• [THE PROBLEM]
Gather each line below that contains the word "beach" and copy those lines out in full.

• [INFORMATION GIVEN]

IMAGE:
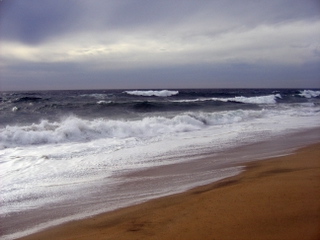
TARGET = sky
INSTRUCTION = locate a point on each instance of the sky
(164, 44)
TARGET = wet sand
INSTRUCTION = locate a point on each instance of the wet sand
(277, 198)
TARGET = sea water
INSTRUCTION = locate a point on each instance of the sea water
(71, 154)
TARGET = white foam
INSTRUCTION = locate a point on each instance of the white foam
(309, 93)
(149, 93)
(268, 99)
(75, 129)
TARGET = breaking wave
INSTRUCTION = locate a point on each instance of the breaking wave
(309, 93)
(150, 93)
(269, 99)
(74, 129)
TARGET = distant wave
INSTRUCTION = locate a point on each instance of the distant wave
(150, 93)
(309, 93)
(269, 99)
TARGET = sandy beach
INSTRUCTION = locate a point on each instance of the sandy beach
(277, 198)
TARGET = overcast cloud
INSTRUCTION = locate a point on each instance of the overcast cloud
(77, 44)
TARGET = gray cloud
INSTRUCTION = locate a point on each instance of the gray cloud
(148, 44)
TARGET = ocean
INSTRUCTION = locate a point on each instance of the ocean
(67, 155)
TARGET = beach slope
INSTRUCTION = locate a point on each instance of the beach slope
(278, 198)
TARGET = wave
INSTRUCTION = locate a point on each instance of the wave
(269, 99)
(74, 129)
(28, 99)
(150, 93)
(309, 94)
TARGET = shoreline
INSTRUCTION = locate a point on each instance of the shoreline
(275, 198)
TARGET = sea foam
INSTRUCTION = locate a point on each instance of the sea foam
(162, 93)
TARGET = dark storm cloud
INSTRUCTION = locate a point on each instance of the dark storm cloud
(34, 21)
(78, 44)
--
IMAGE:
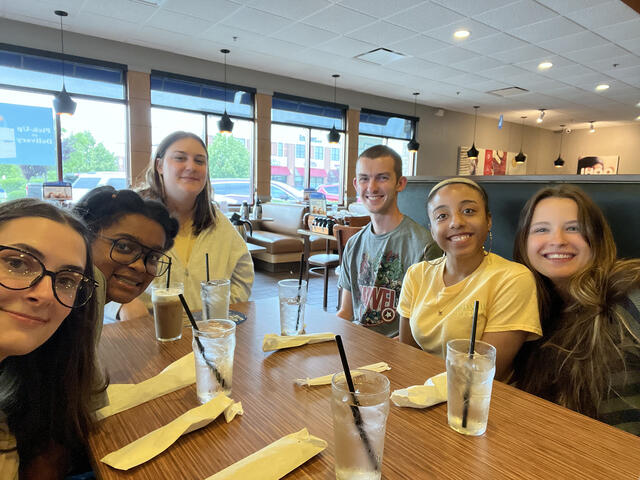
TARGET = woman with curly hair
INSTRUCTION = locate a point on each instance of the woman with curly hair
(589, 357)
...
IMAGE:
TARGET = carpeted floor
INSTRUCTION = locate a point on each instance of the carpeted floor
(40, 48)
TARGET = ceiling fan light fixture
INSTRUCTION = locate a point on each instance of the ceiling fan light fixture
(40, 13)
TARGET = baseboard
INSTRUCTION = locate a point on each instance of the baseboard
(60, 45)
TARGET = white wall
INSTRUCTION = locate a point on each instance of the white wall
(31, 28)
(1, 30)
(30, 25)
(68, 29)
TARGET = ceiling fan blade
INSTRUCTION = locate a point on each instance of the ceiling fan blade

• [ANSWER]
TARGET = sandy beach
INSTRUCTION = locate a point on each instance of the sandy beach
TARGET = beach slope
INSTRUCTION = locate a point on each instance of the beach slope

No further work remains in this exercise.